Further, a JUMP instruction “J4” is returned to the processing unit 202-1, due to the instruction “D4 not yet being available (e.g., in the instruction cache 207-1) in time to meet the timing requirement of the processing unit 202-1. Further, a JUMP instruction “J5” is returned to the processing unit 202-2, due to the instruction “D5” not yet being available (e.g., in the instruction cache 207-2) in time to meet the timing requirement of the processing unit 202-2.

Further, a JUMP instruction “J6” is returned to the processing unit 202-2 in response to the access request “B6” from the processing unit 202-2, due to the instruction “D6” being double-length and another portion of the double-length instruction (“D7”) not yet being available. Similarly, a JUMP instruction “J7” is returned to the processing unit 202-2 in response to the access request “B7” from the processing unit 202-2, due to the instruction “D6” not having been returned previously.

Each JUMP instruction, when executed by the respective processing unit 202, can cause the respective processing unit 202 to “jump” to (e.g., access) an address of the memory 206 specified by the JUMP instruction. More particularly, jump instructions 226-1, 226-2, 226-4, 226-5, 226-6, 226-7 can respectively cause the processing units 202-1, 202-2 to “jump” and issue access requests corresponding to (e.g., in forms of) “A1”, “A2”, “A4”, “B5”, “B6”, and “B7”, respectively, to the intermediate component 104 during a second round 223-2 as illustrated in FIG. 2A. Although embodiments are not so limited, JUMP instructions (e.g., JUMP instructions 226) can be generated at respective caches (e.g., instruction caches 207-1, 207-2).

Subsequent to the “first” round 223-1, instruction caches 207-1, 207-2 can respond to access requests corresponding to (in forms of) “A1”, “A2”, “A4”, “B5”, “B6”, and “B7” (that were triggered as a result of providing “J1”, “J2”, “J4”, “J5”, “J6”, and “J7”) without issuing further jump instructions if instructions 224-1, 224-2, 224-4, 224-5, 224-6, and 224-7 are already available at the instruction caches 207-1, 207-2. For example, as illustrated in FIG. 2C, instructions “D1”, “D2”, and “D4” that were triggered as a result of providing “J1”, “J2”, and “J4” can be provided to the processing unit 202-1, while instructions “D5”, “D6”, and “D7” that were triggered as a result of providing “J5”, “J6”, and “J7” can be provided to the processing unit 202-2. In some embodiments, the instruction “D3” can be optionally provided to the processing unit 202-1 along with instructions “D1”, “D2”, and “D4”.

§ Given data
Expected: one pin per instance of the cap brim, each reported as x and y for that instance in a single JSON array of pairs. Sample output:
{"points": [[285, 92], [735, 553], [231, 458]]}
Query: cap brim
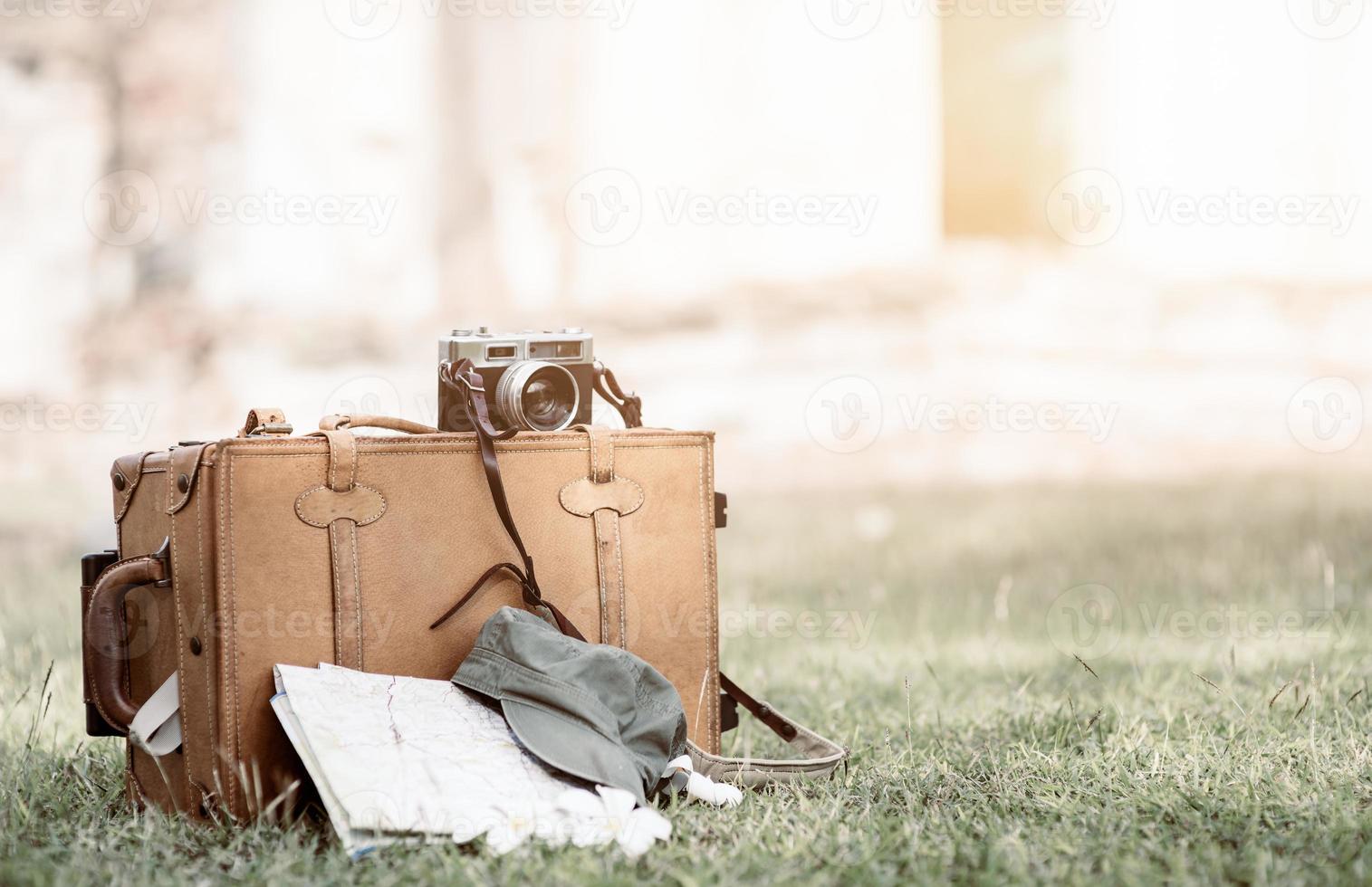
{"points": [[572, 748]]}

§ Problem requirements
Copy the passage on JUMP instructions above, starting at the words "Each JUMP instruction, when" and ending after "caches 207-1, 207-2).", and swap "intermediate component" for "memory controller".

§ Task response
Each JUMP instruction, when executed by the respective processing unit 202, can cause the respective processing unit 202 to “jump” to (e.g., access) an address of the memory 206 specified by the JUMP instruction. More particularly, jump instructions 226-1, 226-2, 226-4, 226-5, 226-6, 226-7 can respectively cause the processing units 202-1, 202-2 to “jump” and issue access requests corresponding to (e.g., in forms of) “A1”, “A2”, “A4”, “B5”, “B6”, and “B7”, respectively, to the memory controller 104 during a second round 223-2 as illustrated in FIG. 2A. Although embodiments are not so limited, JUMP instructions (e.g., JUMP instructions 226) can be generated at respective caches (e.g., instruction caches 207-1, 207-2).